ЗАДАНИЕ
Продолжите приведенный ниже текст воспоминаний о спектакле «Гедда Габлер» в театре Комиссаржевской, начав сразу после его последнего предложения.

━━━━━ ИСТОЧНИК ━━━━━

* * *
Помню ошеломляющее впечатление, произведённое первым спектаклем нового театра Комиссаржевской на Офицерской улице.
"Гедда Габлер" Ибсена. В роли Гедды - Комиссаржевская.
По пьесе Гедда, избалованная, самовлюблённая, взбалмошная генеральская дочка, мнит себя "аристократкой духа", избранным существом, стоящим недосягаемо высоко над "толпой". На такое самовозвеличение Гедда не имеет никаких прав, если не считать того, что она, единственная в городе, ездит верхом, одетая в костюм амазонки, и умеет стрелять из отцовских револьверов - доблести, не слишком значительные. Гедда считает себя сильной и смелой духом. Однако смелость эта и свобода мысли существуют, увы, лишь в её собственном воображении: на самом деле она - покорная и трусливая раба общественного мнения, кодекса приличий и правил хорошего тона, принятых в её аристократическом кругу. Гедда ненавидит всё пошлое и безобразное. Но что противопоставляет этому она сама? Благородное? Прекрасное? Нет, безобразному и пошлому Гедда Габлер противопоставляет только "красивое". И это "красивое" выглядит до ужаса безобразным и отталкивающим.

━━━━━ СТРОКИ ДАННЫХ ━━━━━

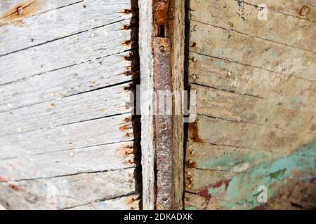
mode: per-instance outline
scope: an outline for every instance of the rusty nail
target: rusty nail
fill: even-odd
[[[23,14],[23,8],[22,8],[22,6],[18,7],[17,10],[18,10],[18,14],[19,14],[19,15],[21,15],[22,14]]]
[[[162,130],[165,130],[166,129],[167,126],[166,124],[162,124]]]

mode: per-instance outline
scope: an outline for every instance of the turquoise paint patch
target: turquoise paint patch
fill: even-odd
[[[224,61],[222,60],[216,60],[214,62],[214,65],[218,66],[218,67],[221,67],[224,65]]]
[[[291,177],[293,172],[304,174],[302,177],[305,181],[316,176],[315,155],[316,139],[287,157],[257,166],[250,174],[237,174],[232,177],[227,189],[225,187],[209,188],[209,192],[212,197],[223,200],[222,205],[225,208],[235,203],[248,204],[249,208],[261,206],[262,204],[257,200],[258,187],[265,186],[268,197],[271,198],[283,187],[284,182],[282,180]]]
[[[185,210],[197,210],[196,207],[194,207],[192,206],[189,206],[185,208]]]

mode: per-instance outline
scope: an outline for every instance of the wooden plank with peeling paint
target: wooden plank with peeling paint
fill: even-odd
[[[269,10],[280,12],[303,20],[316,22],[316,2],[314,0],[246,0],[253,5],[264,3]]]
[[[242,64],[316,81],[316,54],[191,21],[189,50]],[[296,64],[296,66],[294,66]]]
[[[130,24],[129,20],[115,22],[2,56],[0,84],[127,51],[131,48],[131,43],[126,44],[131,30],[124,27]]]
[[[0,26],[0,55],[119,21],[131,20],[131,0],[81,1],[24,18],[22,25],[11,23]],[[107,35],[105,31],[105,38]]]
[[[0,112],[131,80],[132,62],[125,59],[125,55],[105,57],[1,85]]]
[[[0,113],[0,136],[131,113],[131,83]]]
[[[137,192],[134,172],[129,168],[0,183],[0,203],[8,209],[54,210],[122,197]]]
[[[197,114],[316,134],[316,111],[298,104],[282,104],[197,85],[191,90],[197,92]]]
[[[71,210],[139,210],[139,193],[74,207]]]
[[[38,155],[22,154],[1,160],[0,175],[2,179],[13,181],[132,168],[136,166],[135,150],[133,142],[127,141]]]
[[[189,139],[231,146],[250,148],[272,152],[292,152],[315,134],[295,132],[265,125],[197,115],[189,124]]]
[[[266,10],[267,20],[260,18],[265,8],[247,1],[191,0],[190,19],[234,31],[316,52],[316,23]],[[264,2],[264,4],[265,4]],[[211,13],[212,16],[209,16]],[[282,22],[276,22],[282,21]],[[258,28],[260,27],[260,28]]]
[[[46,153],[132,141],[130,114],[91,120],[0,137],[0,158]]]
[[[81,0],[2,0],[0,3],[0,25],[16,22],[25,18],[53,10],[82,1]],[[20,11],[18,8],[20,8]],[[21,10],[22,9],[22,10]]]
[[[315,82],[194,52],[189,57],[191,83],[315,108]]]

━━━━━

ПИСЬМЕННЫЙ ОТВЕТ
В понятие "красивого" не входят для Гедды никакие человеческие чувства, и прежде всего в это не входит любовь. Гедда не способна понять самоотвержения тёти Юли, отдающей жизнь уходу за больной сестрой, - Гедда считает это смешным мещанством. Она не понимает и прекрасного подвига маленькой Тэи, спасающей своего беспутного возлюбленного, учёного Лёвборга, Сама Гедда не знает любви, - к Лёвборгу её влечёт сперва нездоровое порочное любопытство, желание услышать от него пикантные подробности его холостых похождений, а потом желание "демонической" власти над ним. Не любя Лёвборга, Гедда ревнует его к Тэе, из ревности она уничтожает рукопись замечательной книги Лёвборга и толкает его самого в пропасть, в разврат, в самоубийство. Не любит Гедда и своего мужа, Тесмана, - она вышла за него из холодного расчёта и говорит об этом с холодным цинизмом. Ни капли любви нет у Гедды и к асессору Бракку, которого она, планируя свою будущую жизнь, намечает на роль своего любовника… Так что же составляет ту "красоту", к которой стремится Гедда в жизни? Собственные лошади, выездные лакеи, возможность устраивать роскошные приёмы… Какое убожество, какая малость!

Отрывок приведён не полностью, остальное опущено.